__SHORT EXERCISE__: Reproduce the listing with every occurrence of "even-odd rule" replaced by "parity rule", leaving all other text unchanged.

** BEGIN EXERCISE DATA **

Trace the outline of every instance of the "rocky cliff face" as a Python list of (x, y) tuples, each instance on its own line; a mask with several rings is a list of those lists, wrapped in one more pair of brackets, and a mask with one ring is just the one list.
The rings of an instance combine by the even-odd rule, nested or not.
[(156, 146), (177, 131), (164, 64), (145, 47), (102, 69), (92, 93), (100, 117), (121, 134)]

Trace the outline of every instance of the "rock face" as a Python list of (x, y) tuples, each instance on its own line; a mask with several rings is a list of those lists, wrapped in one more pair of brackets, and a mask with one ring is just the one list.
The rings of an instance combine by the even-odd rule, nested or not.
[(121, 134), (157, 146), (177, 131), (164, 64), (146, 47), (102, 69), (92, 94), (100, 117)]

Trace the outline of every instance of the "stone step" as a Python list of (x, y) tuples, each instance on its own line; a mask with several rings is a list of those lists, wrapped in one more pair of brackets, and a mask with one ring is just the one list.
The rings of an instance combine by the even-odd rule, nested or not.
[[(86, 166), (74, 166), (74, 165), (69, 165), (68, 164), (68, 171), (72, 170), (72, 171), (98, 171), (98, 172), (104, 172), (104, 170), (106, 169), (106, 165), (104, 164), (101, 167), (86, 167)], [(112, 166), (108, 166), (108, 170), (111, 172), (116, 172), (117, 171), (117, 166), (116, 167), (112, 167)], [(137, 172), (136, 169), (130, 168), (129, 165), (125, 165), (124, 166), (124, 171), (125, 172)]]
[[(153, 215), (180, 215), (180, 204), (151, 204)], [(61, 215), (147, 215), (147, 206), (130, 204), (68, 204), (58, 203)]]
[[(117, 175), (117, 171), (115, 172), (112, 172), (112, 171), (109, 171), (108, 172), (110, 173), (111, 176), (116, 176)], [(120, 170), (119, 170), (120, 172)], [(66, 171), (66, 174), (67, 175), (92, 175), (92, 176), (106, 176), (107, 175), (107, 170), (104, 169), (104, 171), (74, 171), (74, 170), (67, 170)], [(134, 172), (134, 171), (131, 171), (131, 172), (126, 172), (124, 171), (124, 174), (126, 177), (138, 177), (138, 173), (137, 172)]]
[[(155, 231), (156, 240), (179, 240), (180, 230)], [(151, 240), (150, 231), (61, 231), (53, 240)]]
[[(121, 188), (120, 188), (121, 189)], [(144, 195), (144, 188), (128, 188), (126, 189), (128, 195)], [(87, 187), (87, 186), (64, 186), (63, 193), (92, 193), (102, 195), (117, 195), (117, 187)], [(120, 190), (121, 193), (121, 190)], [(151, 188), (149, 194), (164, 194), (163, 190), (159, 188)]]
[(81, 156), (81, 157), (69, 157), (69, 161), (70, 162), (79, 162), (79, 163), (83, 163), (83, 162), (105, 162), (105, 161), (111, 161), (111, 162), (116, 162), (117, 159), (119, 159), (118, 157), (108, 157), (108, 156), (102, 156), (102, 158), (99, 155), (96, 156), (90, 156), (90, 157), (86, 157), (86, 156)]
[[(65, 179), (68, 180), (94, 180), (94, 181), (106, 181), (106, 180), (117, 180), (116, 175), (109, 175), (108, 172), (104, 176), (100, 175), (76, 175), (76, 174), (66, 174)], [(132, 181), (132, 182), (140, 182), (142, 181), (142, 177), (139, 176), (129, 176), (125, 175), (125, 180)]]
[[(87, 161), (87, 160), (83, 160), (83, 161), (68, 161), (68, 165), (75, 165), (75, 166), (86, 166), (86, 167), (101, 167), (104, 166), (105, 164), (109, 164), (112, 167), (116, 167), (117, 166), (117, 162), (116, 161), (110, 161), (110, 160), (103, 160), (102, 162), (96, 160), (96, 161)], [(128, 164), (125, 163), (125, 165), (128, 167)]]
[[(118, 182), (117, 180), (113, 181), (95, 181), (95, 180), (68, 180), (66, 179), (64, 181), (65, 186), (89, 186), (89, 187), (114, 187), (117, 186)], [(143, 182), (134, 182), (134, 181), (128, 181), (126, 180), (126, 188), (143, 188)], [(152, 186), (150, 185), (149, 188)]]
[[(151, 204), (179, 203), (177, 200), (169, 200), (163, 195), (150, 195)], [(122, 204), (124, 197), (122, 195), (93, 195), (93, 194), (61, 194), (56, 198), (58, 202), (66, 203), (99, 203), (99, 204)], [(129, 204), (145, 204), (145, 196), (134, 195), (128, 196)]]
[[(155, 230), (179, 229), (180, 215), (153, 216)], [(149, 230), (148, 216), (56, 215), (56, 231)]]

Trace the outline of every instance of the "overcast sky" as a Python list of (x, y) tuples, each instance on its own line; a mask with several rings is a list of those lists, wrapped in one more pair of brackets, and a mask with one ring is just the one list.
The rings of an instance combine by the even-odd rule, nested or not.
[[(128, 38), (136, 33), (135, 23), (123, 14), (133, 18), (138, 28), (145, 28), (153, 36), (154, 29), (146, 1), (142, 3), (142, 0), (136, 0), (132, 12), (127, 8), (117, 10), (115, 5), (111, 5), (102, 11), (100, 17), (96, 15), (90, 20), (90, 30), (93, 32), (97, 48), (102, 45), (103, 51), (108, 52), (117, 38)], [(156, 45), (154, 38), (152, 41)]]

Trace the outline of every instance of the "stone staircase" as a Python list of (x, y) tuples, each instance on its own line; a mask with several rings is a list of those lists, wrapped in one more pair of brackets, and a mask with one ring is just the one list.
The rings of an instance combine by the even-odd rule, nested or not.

** END EXERCISE DATA **

__FULL RESPONSE__:
Trace the outline of every instance of the "rocky cliff face" as a Python list of (x, y) tuples, each instance on its own line; a mask with several rings is a list of those lists, wrapped in one more pair of brackets, and a mask with one ring is just the one list.
The rings of an instance combine by the parity rule, nested or not.
[(156, 146), (177, 131), (164, 64), (145, 47), (102, 69), (92, 93), (100, 117), (121, 134)]

Trace the outline of every instance of the "rock face" as a Python list of (x, y) tuples, each instance on its own line; a mask with several rings is a list of those lists, wrapped in one more pair of brackets, and a mask with one ring is just the one list.
The rings of an instance combine by the parity rule, nested or not.
[(121, 134), (157, 146), (177, 131), (164, 64), (146, 47), (102, 69), (92, 94), (100, 117)]

Trace the outline of every instance of the "stone step" as a Python list of (x, y) tuples, each instance on its own line; a mask with several rings is a list of those lists, wrapped in one more pair of brackets, and a mask with one ring is just the one list.
The rings of an instance combine by the parity rule, nested or not.
[[(86, 166), (74, 166), (74, 165), (69, 165), (68, 164), (68, 171), (72, 170), (72, 171), (98, 171), (98, 172), (104, 172), (104, 170), (106, 169), (106, 165), (104, 164), (101, 167), (86, 167)], [(112, 166), (108, 166), (108, 170), (111, 172), (116, 172), (117, 171), (117, 166), (116, 167), (112, 167)], [(137, 172), (136, 169), (130, 168), (129, 165), (125, 165), (124, 166), (124, 171), (125, 172)]]
[[(153, 215), (180, 215), (180, 204), (151, 204)], [(61, 215), (147, 215), (147, 206), (130, 204), (68, 204), (58, 203)]]
[[(117, 175), (117, 171), (115, 172), (112, 172), (112, 171), (109, 171), (108, 172), (110, 173), (111, 176), (116, 176)], [(120, 170), (119, 170), (120, 172)], [(66, 171), (66, 174), (67, 175), (92, 175), (92, 176), (106, 176), (107, 175), (107, 170), (104, 169), (104, 171), (74, 171), (74, 170), (67, 170)], [(134, 172), (134, 171), (131, 171), (131, 172), (126, 172), (124, 171), (124, 174), (126, 177), (138, 177), (138, 173), (137, 172)]]
[[(155, 231), (156, 240), (179, 240), (180, 230)], [(151, 240), (150, 231), (61, 231), (53, 240)]]
[[(121, 188), (120, 188), (121, 189)], [(144, 195), (144, 188), (128, 188), (126, 189), (128, 195)], [(87, 187), (87, 186), (64, 186), (63, 193), (92, 193), (102, 195), (117, 195), (117, 187)], [(120, 190), (121, 193), (121, 190)], [(151, 188), (149, 194), (164, 194), (163, 190), (159, 188)]]
[(81, 156), (81, 157), (69, 157), (69, 161), (70, 162), (79, 162), (79, 163), (83, 163), (83, 162), (105, 162), (105, 161), (111, 161), (111, 162), (116, 162), (117, 159), (119, 159), (118, 157), (108, 157), (108, 156), (102, 156), (102, 158), (99, 155), (96, 156), (90, 156), (90, 157), (86, 157), (86, 156)]
[[(65, 179), (68, 180), (94, 180), (94, 181), (106, 181), (106, 180), (117, 180), (116, 175), (109, 175), (108, 172), (104, 176), (100, 175), (76, 175), (76, 174), (66, 174)], [(132, 181), (132, 182), (140, 182), (142, 181), (142, 177), (139, 176), (129, 176), (125, 175), (125, 180)]]
[[(87, 161), (87, 160), (83, 160), (83, 161), (68, 161), (68, 165), (75, 165), (75, 166), (86, 166), (86, 167), (101, 167), (104, 166), (105, 164), (109, 164), (112, 167), (116, 167), (117, 166), (117, 162), (116, 161), (110, 161), (110, 160), (103, 160), (102, 162), (96, 160), (96, 161)], [(128, 164), (125, 163), (125, 165), (128, 167)]]
[[(118, 182), (117, 180), (113, 181), (95, 181), (95, 180), (68, 180), (66, 179), (64, 181), (65, 186), (89, 186), (89, 187), (114, 187), (117, 186)], [(143, 182), (134, 182), (134, 181), (128, 181), (126, 180), (126, 188), (143, 188)], [(152, 186), (150, 185), (149, 188)]]
[[(151, 204), (179, 203), (177, 200), (169, 200), (163, 195), (150, 195)], [(122, 204), (124, 197), (122, 195), (93, 195), (93, 194), (61, 194), (56, 198), (58, 202), (66, 203), (99, 203), (99, 204)], [(129, 204), (145, 204), (145, 196), (134, 195), (128, 196)]]
[[(155, 230), (179, 229), (180, 215), (153, 216)], [(149, 230), (148, 216), (56, 215), (56, 231)]]

Trace the outline of every instance of the "overcast sky" as a Python list of (x, y) tuples, each instance on its own line; a mask with several rings is a list of those lists, wrapped in one more pair of brackets, and a mask with one ring is just the one list.
The rings of an instance combine by the parity rule, nested or not.
[[(128, 38), (136, 33), (135, 23), (123, 14), (133, 18), (138, 28), (145, 28), (153, 36), (154, 29), (146, 1), (142, 3), (142, 0), (136, 0), (132, 12), (127, 8), (117, 10), (115, 5), (111, 5), (102, 11), (100, 17), (96, 15), (90, 20), (90, 30), (93, 32), (97, 48), (102, 45), (103, 51), (108, 52), (117, 38)], [(156, 45), (154, 38), (152, 41)]]

Trace the outline of every instance of the "stone staircase" as a Python list of (x, y) tuples, each instance on its own line; a mask with several rings is a list of those lists, wrapped in one more pair of brackets, and a mask with one ring is just the one list.
The rings of an instance combine by the parity rule, nested or not.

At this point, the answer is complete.